[[ TEXT PROVIDED open ]]

The UK government is inching towards taking a decision on Huawei’s role in the UK’s 5G and fixed-broadband networks.
The National Cyber Security Centre (NCSC) – a branch of the intelligence service GCHQ – has documented all the facts ahead of giving its view.
And civil servants at the Department for Digital, Culture, Media and Sport (DCMS) are weighing up the financial consequences of ordering a ban or new limits.
In theory, a decision could come as soon as next week but it is likely to take a bit longer.
Those following developments would be forgiven for having a sense of deja vu.
It was only in January that the UK government announced, following a lengthy review, that the Chinese firm could continue to provide equipment and expertise to the UK networks, albeit with a new cap on its market share.
Washington has continued to assert that Huawei poses a national security risk – most recently claiming it is either backed or owned by the Chinese military – something the firm denies.
But it is not this, but rather the threat of new US sanctions, that might change the UK’s course.
The sanctions threaten Huawei’s ability to provide the behind-the-scenes kit that transmits data back and forth, as well as its ability to make the handsets and other consumer goods for which it is renowned.
To understand why, one needs to become acquainted with a little-reported side to the tech industry.
When Huawei announced its flagship Kirin 990 5G chip last year, it boasted “over 10 billion transistors are condensed in this tiny chipset”.
The reason such intricate products can be made is that the days of laying out such chips by hand have long passed.

[[ TEXT PROVIDED closed ]]
[[ PROVIDED MATERIAL open ]]

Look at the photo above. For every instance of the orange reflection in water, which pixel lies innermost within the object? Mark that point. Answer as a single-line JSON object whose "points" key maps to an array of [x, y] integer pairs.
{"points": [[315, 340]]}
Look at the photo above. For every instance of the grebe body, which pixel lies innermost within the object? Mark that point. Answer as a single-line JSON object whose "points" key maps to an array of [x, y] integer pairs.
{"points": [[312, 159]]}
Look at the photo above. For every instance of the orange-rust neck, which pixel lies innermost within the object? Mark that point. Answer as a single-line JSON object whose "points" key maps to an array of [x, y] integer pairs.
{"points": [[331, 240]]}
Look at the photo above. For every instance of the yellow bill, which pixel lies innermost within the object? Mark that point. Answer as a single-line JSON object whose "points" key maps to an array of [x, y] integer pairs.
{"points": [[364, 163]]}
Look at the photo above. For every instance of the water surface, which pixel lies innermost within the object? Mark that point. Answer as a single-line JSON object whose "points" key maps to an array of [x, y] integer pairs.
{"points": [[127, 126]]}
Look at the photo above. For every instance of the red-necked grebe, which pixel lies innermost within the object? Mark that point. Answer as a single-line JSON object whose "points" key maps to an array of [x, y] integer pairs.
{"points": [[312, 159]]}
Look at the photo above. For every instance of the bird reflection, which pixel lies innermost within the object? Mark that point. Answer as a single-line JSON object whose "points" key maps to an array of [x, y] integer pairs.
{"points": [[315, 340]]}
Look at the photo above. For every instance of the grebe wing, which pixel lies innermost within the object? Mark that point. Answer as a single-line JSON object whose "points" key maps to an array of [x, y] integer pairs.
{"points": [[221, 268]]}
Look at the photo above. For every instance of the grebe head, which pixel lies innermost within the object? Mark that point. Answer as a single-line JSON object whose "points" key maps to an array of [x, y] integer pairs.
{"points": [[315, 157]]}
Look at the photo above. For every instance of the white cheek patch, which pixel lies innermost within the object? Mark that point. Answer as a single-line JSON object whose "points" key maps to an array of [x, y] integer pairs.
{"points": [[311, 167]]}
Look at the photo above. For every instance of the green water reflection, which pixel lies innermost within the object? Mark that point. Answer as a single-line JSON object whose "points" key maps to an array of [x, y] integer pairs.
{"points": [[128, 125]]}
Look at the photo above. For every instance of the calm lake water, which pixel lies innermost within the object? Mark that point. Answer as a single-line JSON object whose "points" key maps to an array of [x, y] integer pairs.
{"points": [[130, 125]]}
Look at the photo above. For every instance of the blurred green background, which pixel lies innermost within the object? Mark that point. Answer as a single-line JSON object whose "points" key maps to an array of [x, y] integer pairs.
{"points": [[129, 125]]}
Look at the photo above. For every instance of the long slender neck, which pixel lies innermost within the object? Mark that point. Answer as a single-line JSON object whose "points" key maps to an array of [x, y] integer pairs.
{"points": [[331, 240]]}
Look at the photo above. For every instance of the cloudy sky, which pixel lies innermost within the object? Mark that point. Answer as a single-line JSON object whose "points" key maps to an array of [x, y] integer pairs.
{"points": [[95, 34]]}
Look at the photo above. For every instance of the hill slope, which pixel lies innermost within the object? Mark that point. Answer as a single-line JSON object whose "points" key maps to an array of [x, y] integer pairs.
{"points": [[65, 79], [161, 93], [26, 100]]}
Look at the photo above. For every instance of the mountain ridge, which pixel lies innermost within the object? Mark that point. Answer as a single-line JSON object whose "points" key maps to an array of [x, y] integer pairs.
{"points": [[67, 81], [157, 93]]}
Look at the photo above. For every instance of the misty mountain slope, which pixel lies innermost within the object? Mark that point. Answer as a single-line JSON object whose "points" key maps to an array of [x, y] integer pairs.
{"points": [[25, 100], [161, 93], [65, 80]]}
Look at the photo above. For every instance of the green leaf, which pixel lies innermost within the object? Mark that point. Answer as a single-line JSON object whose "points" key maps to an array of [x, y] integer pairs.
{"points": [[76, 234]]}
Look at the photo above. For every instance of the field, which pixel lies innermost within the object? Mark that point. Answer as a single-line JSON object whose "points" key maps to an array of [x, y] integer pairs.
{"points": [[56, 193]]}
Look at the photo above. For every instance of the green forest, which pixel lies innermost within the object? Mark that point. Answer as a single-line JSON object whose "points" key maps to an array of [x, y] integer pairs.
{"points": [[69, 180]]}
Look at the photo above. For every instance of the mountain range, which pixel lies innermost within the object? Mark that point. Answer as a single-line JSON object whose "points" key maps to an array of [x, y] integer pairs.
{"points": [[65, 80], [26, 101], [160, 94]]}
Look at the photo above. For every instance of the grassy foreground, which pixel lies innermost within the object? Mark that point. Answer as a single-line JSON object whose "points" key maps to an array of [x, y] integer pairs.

[[ PROVIDED MATERIAL closed ]]

ASSIGNED TASK 1:
Answer these questions from the text about Huawei and the UK's networks:
(a) Which branch of GCHQ has documented all the facts before giving its view?
(b) In which month did the UK government announce that Huawei could keep supplying the UK networks?
(c) How many transistors did Huawei say were condensed in its Kirin 990 5G chip?
ASSIGNED TASK 2:
Translate this sentence from the text about Huawei and the UK's networks into Spanish: "In theory, a decision could come as soon as next week but it is likely to take a bit longer."

PROBLEM SOLUTION 1:
(a) The National Cyber Security Centre (NCSC)
(b) January
(c) Over 10 billion

PROBLEM SOLUTION 2:
En teoría, una decisión podría llegar tan pronto como la próxima semana, pero es probable que tarde un poco más.